### EXERCISE OBJECTIVE
The entries follow. Copy every line in which "handle" appears.

=== Begin Enclosure ===

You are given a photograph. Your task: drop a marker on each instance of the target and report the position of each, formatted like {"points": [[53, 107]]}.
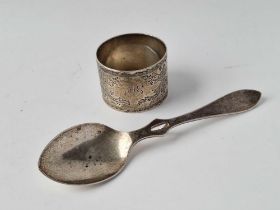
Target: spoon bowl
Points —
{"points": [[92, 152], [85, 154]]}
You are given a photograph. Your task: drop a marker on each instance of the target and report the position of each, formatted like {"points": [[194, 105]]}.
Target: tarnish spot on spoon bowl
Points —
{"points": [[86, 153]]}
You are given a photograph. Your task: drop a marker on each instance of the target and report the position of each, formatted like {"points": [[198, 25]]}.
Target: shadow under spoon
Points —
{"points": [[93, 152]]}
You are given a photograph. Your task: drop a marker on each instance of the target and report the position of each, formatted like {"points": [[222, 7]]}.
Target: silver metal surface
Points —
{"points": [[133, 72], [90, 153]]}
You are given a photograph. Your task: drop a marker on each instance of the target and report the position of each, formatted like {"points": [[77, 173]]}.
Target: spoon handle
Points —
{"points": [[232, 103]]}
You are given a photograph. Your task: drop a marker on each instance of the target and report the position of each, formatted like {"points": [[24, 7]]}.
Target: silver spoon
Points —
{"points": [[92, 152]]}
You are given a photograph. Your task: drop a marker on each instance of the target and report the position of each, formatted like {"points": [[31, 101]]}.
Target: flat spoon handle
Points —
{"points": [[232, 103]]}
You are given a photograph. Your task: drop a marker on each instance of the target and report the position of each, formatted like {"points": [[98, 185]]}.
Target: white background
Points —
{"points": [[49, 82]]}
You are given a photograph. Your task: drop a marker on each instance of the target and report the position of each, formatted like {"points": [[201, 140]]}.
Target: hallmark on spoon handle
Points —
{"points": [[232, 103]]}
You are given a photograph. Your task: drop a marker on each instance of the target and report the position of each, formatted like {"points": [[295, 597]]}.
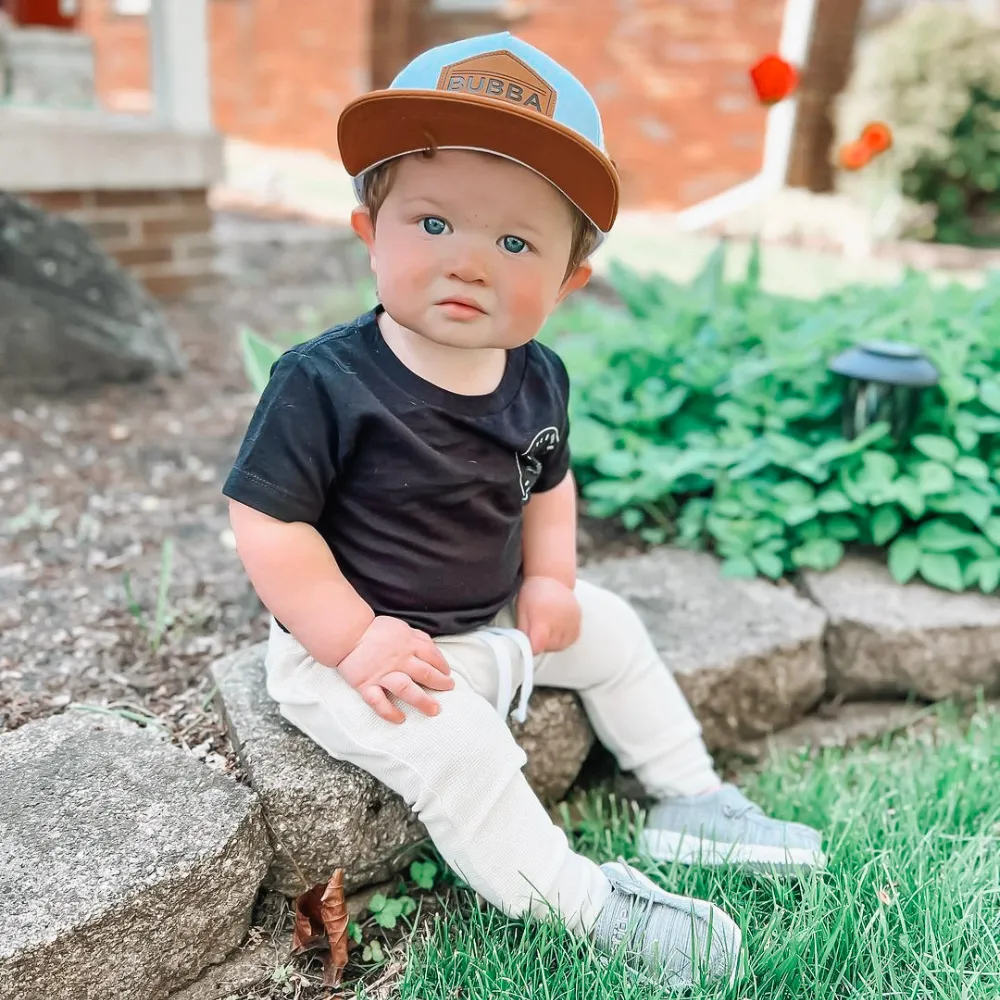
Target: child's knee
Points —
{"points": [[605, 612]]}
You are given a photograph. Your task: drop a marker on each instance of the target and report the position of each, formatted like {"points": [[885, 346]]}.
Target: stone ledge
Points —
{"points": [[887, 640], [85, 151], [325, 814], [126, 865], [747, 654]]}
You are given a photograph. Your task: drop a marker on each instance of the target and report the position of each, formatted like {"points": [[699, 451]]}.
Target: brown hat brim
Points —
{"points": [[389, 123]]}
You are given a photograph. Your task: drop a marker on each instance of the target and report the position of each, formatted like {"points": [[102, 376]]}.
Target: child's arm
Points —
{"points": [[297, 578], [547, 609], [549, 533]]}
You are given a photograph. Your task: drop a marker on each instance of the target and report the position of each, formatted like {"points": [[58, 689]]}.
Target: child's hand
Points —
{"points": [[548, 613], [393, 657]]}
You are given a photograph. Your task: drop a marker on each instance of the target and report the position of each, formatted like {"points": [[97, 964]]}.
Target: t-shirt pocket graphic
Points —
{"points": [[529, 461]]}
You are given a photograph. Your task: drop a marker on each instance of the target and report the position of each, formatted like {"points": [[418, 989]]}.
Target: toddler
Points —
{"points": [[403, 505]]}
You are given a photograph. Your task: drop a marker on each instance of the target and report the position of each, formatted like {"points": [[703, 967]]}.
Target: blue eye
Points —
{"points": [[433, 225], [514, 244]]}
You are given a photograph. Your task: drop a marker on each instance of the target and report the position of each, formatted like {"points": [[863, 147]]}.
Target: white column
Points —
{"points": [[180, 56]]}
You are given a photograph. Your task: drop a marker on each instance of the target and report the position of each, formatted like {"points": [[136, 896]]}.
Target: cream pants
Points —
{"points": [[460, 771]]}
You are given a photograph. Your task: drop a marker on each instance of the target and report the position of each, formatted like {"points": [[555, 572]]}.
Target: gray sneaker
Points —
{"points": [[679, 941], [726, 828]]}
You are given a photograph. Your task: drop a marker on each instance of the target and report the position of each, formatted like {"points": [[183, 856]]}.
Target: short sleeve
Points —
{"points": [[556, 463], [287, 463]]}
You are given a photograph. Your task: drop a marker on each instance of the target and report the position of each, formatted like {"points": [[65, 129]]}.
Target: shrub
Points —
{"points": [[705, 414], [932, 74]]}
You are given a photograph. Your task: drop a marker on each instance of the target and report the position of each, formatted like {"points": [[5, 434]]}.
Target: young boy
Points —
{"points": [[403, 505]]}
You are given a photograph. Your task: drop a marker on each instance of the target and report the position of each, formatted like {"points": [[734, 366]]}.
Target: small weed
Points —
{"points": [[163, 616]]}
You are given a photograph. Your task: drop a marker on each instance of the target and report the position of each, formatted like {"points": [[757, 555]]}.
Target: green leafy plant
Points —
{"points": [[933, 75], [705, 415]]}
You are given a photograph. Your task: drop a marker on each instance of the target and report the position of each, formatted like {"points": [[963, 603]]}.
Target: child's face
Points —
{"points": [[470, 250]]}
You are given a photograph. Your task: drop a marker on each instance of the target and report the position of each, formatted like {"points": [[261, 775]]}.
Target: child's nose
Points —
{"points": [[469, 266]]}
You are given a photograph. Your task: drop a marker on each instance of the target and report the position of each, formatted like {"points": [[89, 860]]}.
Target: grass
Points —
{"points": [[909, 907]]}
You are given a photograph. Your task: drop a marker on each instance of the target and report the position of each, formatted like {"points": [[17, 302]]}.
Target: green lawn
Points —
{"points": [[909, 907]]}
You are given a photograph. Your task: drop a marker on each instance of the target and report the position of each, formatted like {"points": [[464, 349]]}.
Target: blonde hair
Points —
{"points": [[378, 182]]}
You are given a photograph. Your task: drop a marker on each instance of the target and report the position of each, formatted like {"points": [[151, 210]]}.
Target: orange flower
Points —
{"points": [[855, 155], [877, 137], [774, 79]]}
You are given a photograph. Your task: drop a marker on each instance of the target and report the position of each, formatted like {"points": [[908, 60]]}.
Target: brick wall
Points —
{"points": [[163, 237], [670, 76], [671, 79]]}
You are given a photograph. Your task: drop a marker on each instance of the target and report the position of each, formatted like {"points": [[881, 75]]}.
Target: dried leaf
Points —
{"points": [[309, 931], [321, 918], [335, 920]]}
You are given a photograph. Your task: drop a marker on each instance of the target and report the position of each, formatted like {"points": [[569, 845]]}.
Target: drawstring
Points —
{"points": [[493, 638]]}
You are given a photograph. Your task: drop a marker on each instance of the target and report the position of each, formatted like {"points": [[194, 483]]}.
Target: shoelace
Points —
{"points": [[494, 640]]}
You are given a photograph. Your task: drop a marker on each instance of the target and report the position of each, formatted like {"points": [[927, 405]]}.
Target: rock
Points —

=== End Enclosure ===
=== Begin Enclosure ===

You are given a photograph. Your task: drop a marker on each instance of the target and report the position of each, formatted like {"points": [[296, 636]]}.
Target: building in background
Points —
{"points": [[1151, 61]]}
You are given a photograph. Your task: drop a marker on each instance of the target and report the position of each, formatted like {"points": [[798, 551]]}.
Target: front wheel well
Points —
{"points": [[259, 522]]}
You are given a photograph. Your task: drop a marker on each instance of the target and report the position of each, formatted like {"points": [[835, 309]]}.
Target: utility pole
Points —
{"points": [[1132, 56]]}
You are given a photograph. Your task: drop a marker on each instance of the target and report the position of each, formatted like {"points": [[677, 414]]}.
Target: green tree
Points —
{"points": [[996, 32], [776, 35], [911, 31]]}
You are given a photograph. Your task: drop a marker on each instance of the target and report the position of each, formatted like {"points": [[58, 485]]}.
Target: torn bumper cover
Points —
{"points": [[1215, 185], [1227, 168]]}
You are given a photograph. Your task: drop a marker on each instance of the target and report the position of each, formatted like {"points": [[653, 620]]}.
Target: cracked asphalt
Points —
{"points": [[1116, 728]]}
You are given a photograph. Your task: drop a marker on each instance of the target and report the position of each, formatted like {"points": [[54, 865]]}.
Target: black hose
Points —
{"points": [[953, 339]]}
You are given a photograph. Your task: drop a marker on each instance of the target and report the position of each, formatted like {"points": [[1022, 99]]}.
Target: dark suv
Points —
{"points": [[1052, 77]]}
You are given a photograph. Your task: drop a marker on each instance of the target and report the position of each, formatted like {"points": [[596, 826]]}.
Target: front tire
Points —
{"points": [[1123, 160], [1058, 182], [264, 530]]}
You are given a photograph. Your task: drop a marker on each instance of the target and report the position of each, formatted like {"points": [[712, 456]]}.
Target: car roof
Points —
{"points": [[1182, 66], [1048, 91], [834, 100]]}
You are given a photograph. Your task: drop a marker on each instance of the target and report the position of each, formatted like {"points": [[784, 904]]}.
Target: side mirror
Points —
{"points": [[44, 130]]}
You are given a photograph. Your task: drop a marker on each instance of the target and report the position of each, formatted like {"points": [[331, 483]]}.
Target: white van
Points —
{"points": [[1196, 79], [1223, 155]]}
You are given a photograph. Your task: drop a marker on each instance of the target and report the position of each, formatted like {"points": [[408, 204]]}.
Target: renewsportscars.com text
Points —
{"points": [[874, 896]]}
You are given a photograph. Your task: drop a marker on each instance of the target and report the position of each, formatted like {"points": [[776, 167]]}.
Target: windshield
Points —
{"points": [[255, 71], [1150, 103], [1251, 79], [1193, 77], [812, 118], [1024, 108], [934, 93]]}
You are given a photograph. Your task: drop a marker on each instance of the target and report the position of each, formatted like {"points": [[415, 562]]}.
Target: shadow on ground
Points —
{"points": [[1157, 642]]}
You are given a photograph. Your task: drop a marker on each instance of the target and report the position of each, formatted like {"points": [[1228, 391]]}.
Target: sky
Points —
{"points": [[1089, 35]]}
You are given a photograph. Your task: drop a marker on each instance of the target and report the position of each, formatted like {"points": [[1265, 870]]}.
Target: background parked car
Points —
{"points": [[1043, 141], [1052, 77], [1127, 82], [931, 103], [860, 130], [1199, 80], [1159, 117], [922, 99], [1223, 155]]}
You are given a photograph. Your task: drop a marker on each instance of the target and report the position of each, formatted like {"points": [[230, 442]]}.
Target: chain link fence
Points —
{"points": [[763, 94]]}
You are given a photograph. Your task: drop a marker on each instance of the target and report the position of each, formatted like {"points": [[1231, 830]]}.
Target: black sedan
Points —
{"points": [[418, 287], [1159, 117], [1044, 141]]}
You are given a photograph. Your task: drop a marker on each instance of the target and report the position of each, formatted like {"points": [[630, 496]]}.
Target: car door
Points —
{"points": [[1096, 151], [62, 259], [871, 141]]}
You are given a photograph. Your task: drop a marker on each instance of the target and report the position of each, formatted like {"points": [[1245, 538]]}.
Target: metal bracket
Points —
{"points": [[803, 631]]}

=== End Enclosure ===
=== Begin Enclosure ===

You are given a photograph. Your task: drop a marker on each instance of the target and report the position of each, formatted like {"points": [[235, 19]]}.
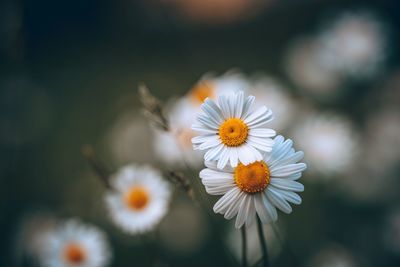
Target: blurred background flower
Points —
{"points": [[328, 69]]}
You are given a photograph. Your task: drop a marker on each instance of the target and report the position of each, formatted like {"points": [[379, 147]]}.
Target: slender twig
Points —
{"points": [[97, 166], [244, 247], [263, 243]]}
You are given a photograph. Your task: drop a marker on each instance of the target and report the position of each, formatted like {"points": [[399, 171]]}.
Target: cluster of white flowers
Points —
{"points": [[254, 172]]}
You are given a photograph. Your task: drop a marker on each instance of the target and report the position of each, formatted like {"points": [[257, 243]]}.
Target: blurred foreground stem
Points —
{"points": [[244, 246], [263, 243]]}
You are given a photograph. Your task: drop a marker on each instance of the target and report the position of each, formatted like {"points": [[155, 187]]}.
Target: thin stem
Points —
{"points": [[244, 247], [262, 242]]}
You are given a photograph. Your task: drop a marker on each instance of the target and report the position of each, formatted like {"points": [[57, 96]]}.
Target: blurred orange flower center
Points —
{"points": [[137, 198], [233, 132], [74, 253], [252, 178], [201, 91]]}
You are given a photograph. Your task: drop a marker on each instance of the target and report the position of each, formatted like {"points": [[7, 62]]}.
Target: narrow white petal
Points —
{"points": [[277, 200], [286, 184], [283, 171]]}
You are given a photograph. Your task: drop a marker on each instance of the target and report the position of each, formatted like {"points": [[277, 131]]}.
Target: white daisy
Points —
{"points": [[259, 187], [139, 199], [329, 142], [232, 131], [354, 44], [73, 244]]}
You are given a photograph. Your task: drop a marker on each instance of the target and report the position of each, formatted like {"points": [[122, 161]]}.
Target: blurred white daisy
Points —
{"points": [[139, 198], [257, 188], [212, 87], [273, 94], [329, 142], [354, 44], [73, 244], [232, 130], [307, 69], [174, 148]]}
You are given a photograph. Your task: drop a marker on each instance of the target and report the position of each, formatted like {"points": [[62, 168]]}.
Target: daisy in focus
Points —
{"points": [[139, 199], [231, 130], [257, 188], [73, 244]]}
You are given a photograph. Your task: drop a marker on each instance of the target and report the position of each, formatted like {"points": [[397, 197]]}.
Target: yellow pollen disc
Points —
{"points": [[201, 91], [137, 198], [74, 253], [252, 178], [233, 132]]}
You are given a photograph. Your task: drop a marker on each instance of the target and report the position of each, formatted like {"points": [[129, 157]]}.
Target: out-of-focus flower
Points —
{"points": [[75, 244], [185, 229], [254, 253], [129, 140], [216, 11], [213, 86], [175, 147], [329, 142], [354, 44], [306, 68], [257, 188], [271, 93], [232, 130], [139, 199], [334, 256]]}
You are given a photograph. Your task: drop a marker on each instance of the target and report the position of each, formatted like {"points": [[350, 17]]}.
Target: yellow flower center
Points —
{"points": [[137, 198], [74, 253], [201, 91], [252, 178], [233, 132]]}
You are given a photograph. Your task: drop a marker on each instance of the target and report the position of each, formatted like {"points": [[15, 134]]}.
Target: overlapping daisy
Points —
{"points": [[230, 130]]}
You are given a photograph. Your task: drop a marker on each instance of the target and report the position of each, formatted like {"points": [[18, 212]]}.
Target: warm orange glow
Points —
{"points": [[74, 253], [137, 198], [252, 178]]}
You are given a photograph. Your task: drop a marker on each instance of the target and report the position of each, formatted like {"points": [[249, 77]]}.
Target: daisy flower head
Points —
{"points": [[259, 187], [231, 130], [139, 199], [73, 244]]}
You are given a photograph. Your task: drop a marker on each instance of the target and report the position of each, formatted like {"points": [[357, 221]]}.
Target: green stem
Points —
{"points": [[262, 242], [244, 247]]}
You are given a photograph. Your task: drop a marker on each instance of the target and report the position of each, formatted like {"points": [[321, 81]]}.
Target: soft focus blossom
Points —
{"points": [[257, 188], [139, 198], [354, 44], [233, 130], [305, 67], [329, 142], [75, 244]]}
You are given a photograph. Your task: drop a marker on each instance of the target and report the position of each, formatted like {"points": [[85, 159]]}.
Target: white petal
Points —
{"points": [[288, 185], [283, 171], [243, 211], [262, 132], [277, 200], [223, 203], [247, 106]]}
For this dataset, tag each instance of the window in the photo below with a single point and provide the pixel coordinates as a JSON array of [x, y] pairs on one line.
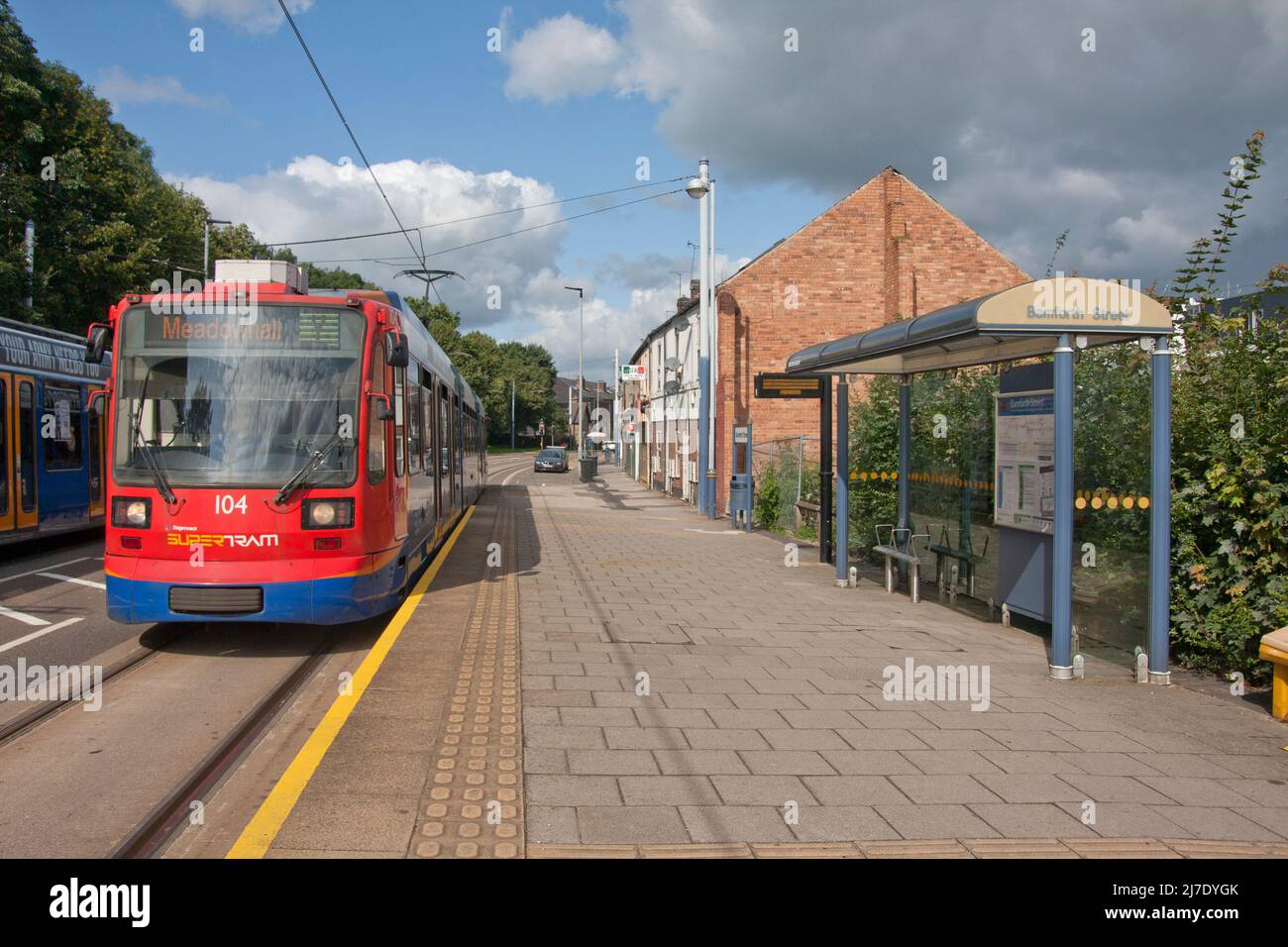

=== End Enclosure ===

### REPLY
Target: spoon handle
Target: flat spoon handle
Target: hallmark on spoon handle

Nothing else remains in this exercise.